== Quelle ==
++++++++
Soweit mit der Novellierung des Fertigpackungsrechts das Ziel verfolgt wird, nationale Doppelregelungen zu aktuellem europäischem Recht zu streichen, erfolgt die Umsetzung im vorliegenden FPV-Entwurf nicht konsequent. Denn während die aktuell in §§ 7, 8 und 10 FPV festgelegten nationalen Sonderregelungen als künftige §§ 18, 19 und 20 FPV-Entwurf über § 42 FPV-Entwurf in absehbarer Zeit ersatzlos gestrichen werden sollen, werden die aktuell in § 6 Abs. 4, Abs. 5 und in § 33a Abs. 1 Nr. 3 FPV festgelegten nationalen Sonderregelungen uneingeschränkt in § 37 Abs. 2, Abs. 3 sowie in § 1 Abs. 2 Nr. 2 FPV-Entwurf weitergelten. Dies ist umso erstaunlicher, da man durchaus darüber diskutieren kann, ob gerade § 6 Abs. 4 FPV, der sich identisch in § 37 Abs. 2 FPV-Entwurf wiederfindet, im Jahr 2014 überhaupt gegenüber der Europäischen Kommission gemäß Art. 42 LMIV als beizubehaltende nationale Sonderregelung hätte gemeldet werden dürfen. Denn der Anwendungsbereich des § 6 Abs. 4 FPV überschneidet sich erheblich mit dem der in Anhang IX Nr. 4 LMIV getroffenen Regelung, was für den betroffenen rechtsunterworfenen Lebensmittelunternehmer aufgrund unterschiedlicher Rechtsfolgen der nationalen und der europäischen Vorschrift in der Praxis regelmäßig zu Problemen führt.

Aufgrund des zuvor Ausgeführten wäre es wünschenswert, dass der Verordnungsgeber gerade die künftige Handhabung der im Jahr 2014 gemäß Art. 42 LMIV gegenüber der Europäischen Kommission gemeldeten nationalen Sondervorschriften im Rahmen der Novellierung der Fertigpackungs­verordnung nochmals überdenkt, um dem Ziel einer transparenten, in sich schlüssigen sowie die Interessen von Verbrauchern und Lebensmittelwirtschaft besser berücksichtigenden Neuregelung näher zu kommen als dies nach aktuellem Stand der Fall ist.
++++++++
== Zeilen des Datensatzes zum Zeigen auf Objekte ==
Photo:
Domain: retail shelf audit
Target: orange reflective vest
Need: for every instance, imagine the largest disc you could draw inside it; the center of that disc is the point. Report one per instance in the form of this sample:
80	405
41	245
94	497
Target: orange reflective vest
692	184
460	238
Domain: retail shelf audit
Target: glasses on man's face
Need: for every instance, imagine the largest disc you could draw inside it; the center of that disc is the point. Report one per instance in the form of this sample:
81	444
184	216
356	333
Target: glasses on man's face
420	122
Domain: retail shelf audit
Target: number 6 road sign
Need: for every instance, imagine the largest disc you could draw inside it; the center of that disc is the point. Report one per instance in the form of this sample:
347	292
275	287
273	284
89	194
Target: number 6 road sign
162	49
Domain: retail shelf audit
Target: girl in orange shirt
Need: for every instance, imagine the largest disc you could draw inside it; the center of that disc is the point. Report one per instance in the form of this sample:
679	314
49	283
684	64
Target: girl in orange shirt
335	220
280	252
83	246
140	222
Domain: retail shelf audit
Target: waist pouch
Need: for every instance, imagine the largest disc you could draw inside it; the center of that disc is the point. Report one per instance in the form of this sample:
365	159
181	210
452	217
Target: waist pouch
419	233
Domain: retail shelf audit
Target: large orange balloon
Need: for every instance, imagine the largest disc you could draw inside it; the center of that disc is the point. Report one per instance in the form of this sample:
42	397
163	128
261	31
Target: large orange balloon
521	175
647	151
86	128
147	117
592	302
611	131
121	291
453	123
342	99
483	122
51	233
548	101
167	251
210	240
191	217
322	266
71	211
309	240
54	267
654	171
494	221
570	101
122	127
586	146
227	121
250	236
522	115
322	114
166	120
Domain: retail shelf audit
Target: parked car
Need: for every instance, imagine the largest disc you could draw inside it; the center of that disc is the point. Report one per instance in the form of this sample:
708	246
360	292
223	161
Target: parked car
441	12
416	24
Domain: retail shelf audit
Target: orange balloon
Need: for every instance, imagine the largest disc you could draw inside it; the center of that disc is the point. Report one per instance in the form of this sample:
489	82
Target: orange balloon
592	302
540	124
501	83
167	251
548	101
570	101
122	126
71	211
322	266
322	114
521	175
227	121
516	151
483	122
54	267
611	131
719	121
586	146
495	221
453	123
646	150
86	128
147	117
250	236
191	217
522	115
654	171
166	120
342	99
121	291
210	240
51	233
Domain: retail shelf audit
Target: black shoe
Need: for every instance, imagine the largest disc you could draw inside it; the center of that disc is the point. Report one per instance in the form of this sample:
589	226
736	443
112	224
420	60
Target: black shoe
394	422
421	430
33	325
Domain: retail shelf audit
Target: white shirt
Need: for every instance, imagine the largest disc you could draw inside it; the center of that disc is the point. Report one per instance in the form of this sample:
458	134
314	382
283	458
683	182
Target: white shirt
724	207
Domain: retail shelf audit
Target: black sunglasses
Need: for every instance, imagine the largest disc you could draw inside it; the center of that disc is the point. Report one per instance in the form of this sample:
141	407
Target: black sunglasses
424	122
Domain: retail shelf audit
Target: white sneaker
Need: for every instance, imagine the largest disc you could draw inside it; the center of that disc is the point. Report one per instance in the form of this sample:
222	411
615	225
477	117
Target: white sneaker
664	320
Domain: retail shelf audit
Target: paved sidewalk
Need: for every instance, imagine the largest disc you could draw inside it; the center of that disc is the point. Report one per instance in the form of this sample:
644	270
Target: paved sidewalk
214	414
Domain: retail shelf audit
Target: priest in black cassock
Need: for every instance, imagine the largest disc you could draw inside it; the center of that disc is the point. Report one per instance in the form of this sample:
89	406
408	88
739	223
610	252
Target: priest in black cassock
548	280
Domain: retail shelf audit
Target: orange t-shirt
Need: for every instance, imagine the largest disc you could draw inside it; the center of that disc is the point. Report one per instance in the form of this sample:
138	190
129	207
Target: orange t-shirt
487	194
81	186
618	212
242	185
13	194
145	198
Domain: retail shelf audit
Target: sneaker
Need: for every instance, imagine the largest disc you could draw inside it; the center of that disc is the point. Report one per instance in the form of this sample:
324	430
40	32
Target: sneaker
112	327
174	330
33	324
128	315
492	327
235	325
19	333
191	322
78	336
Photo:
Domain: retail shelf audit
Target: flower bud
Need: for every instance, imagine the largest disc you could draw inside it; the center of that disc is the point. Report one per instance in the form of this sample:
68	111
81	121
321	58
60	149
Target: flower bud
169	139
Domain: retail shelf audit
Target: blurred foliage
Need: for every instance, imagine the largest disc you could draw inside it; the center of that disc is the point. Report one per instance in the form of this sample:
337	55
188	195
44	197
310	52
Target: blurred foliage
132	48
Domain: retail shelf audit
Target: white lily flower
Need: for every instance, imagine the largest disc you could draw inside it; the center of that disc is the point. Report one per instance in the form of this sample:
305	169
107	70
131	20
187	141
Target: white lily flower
++++++++
== Zu erledigende Aufgaben ==
a – Warum kann man laut der Quelle bezweifeln, dass § 6 Abs. 4 FPV im Jahr 2014 überhaupt als beizubehaltende nationale Sonderregelung hätte gemeldet werden dürfen? Antworte in ein bis drei Sätzen.
b – Wie lautet der folgende Satz aus der Quelle auf Englisch: „Soweit mit der Novellierung des Fertigpackungsrechts das Ziel verfolgt wird, nationale Doppelregelungen zu aktuellem europäischem Recht zu streichen, erfolgt die Umsetzung im vorliegenden FPV-Entwurf nicht konsequent.“?

== Antworten ==
a – Der Anwendungsbereich von § 6 Abs. 4 FPV überschneidet sich erheblich mit dem der Regelung in Anhang IX Nr. 4 LMIV. Da die nationale und die europäische Vorschrift unterschiedliche Rechtsfolgen haben, führt dies für die betroffenen Lebensmittelunternehmer in der Praxis regelmäßig zu Problemen.

b – Insofar as the amendment of the law on prepackages aims to eliminate national rules that duplicate current European law, the implementation in the present FPV draft is not consistent.